Please copy every record below exactly, leaving out the pictures.

Segment Start: DATASET RECORDS

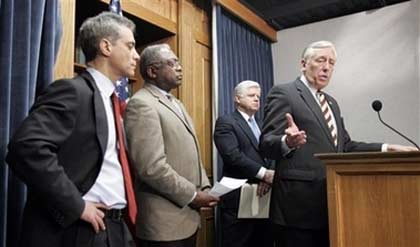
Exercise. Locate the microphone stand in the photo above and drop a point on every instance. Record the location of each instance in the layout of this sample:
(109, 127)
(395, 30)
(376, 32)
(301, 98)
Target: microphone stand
(380, 119)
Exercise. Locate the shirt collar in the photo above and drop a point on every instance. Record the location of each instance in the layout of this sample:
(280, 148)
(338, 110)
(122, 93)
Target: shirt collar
(163, 92)
(105, 85)
(309, 86)
(245, 116)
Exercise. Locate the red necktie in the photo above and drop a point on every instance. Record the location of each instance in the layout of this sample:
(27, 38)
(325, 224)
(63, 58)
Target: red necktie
(122, 155)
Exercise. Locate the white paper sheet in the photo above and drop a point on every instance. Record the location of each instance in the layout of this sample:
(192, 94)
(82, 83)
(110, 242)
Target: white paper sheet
(226, 185)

Segment End: DATASET RECORDS

**SOLUTION BELOW**
Exercise. Locate the microphone stand in the photo above and drop a point on every instance. Record the location of each instance in the layout of this sample:
(109, 127)
(395, 30)
(376, 32)
(301, 98)
Target: microphone stand
(380, 119)
Exercise. Locate the shirt collar in the photo above and drop a point on every instance. Record the location of each instance in the layout of this sample:
(280, 148)
(338, 110)
(122, 93)
Target: shirt collar
(163, 92)
(105, 85)
(309, 86)
(245, 116)
Exercise. Locate the red necktie in the photo above and drop a point on every instance. Record the location of each instance in the layout of this sample:
(27, 38)
(325, 224)
(63, 58)
Target: red necktie
(122, 155)
Exercise. Locate the white paper sheet in the photo above and drop a point on every instance. Record the location of each instance in the layout of this sample:
(192, 94)
(82, 83)
(110, 242)
Target: white paper sheet
(226, 185)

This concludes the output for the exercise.